CONSIGNE ÉCRITE 1: Dans l'extrait ci-dessous sur le dossier Annie Ernaux, relevez toutes les catégories dans lesquelles l'article est classé.
───
[Dossier Annie Ernaux : une oeuvre de l'entre-deux (4)] Mémoire(s) du dehors (1)

[Dossier Annie Ernaux : une oeuvre de l’entre-deux (4)] Mémoire(s) du dehors (1)

février 7, 2008
in Category: chroniques, Livres reçus, manières de critiquer, UNE
3 3850 11

  Après les trois volets (5/09 et 6/09, 23/11/2007) parus à la suite de la réédition du volume collectif Annie Ernaux : une oeuvre de l’entre-deux (ici), en ce mois de février, nous ajoutons trois nouvelles pièces au Dossier : d’une part, sur le dernier livre d’Annie Ernaux qui sort aujourd’hui même en librairie, Les Années, un article en deux parties – dont la première se trouve ci-dessous -, puis un texte de Bernard Desportes dont la forme reste à déterminer ; d’autre part, une étude d’Elise Hugueny sur les rapports au journalisme qu’entretiennent les journaux extimes de l’auteure.
───
CONSIGNE ÉCRITE 2: Recueillez chaque ligne des enregistrements où figure le mot « football ».

ENREGISTREMENTS FOURNIS:
───
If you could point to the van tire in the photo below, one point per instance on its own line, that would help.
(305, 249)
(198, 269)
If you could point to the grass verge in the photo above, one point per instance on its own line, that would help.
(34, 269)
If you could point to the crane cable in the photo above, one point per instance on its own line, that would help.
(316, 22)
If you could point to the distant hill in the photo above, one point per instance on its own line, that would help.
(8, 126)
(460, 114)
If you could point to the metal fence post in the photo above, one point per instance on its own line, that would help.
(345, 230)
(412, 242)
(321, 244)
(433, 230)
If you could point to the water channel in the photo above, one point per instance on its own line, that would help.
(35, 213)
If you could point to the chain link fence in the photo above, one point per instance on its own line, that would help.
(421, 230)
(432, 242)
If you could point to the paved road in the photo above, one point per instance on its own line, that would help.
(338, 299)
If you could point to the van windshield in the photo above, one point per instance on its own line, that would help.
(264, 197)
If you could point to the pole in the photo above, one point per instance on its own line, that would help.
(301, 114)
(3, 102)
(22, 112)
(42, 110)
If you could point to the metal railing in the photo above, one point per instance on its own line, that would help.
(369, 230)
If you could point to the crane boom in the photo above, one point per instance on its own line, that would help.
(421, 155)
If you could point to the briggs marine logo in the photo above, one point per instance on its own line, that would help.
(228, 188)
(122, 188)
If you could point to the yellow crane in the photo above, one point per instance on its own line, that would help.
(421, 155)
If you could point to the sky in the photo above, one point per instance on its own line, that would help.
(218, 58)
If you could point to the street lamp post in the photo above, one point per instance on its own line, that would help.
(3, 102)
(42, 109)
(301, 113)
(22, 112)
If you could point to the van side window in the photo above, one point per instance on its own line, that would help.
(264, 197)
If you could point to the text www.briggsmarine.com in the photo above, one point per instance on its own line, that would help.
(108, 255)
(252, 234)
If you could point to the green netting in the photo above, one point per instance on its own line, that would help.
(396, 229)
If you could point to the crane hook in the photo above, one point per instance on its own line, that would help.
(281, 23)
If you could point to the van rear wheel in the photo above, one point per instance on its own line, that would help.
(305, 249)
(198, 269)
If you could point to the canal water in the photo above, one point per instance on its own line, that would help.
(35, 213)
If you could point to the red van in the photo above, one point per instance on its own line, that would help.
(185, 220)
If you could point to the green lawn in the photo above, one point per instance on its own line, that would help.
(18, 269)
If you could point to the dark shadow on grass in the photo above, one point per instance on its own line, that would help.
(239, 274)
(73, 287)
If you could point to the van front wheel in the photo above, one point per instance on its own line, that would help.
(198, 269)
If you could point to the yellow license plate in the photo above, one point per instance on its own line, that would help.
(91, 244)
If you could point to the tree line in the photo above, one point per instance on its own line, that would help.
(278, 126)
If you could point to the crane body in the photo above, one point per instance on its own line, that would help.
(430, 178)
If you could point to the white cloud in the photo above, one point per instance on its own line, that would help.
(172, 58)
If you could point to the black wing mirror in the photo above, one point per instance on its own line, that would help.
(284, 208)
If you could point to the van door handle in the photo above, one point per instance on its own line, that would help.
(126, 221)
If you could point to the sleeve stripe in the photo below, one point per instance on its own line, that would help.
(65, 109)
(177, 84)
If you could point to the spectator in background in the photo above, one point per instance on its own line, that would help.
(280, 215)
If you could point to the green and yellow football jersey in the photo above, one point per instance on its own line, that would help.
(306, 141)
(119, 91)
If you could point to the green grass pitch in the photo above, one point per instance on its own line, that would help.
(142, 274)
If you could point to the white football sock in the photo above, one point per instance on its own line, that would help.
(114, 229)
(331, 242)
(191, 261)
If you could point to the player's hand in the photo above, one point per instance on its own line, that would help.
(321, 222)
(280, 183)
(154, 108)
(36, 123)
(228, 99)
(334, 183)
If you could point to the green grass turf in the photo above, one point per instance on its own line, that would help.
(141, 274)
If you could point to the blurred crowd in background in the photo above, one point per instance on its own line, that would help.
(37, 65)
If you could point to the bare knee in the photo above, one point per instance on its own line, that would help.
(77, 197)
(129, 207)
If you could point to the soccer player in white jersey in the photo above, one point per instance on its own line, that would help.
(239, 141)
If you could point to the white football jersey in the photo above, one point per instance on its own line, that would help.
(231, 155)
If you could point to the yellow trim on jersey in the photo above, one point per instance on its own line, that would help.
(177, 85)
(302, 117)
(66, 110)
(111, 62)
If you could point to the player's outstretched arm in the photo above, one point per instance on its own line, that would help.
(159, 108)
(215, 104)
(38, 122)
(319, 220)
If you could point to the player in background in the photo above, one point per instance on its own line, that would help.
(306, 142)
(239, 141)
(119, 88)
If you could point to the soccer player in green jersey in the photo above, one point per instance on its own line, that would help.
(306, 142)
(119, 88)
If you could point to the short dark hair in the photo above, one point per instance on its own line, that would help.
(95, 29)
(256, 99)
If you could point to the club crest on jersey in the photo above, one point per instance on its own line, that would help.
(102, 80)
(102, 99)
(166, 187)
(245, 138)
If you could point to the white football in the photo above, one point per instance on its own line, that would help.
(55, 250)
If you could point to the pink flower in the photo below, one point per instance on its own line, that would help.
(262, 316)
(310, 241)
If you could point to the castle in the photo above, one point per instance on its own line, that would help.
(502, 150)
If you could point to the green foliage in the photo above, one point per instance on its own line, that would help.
───
RÉPONSE À LA CONSIGNE 1: chroniques, Livres reçus, manières de critiquer, UNE

RÉPONSE À LA CONSIGNE 2:
If you could point to the green and yellow football jersey in the photo above, one point per instance on its own line, that would help.
If you could point to the white football sock in the photo above, one point per instance on its own line, that would help.
If you could point to the white football jersey in the photo above, one point per instance on its own line, that would help.
If you could point to the white football in the photo above, one point per instance on its own line, that would help.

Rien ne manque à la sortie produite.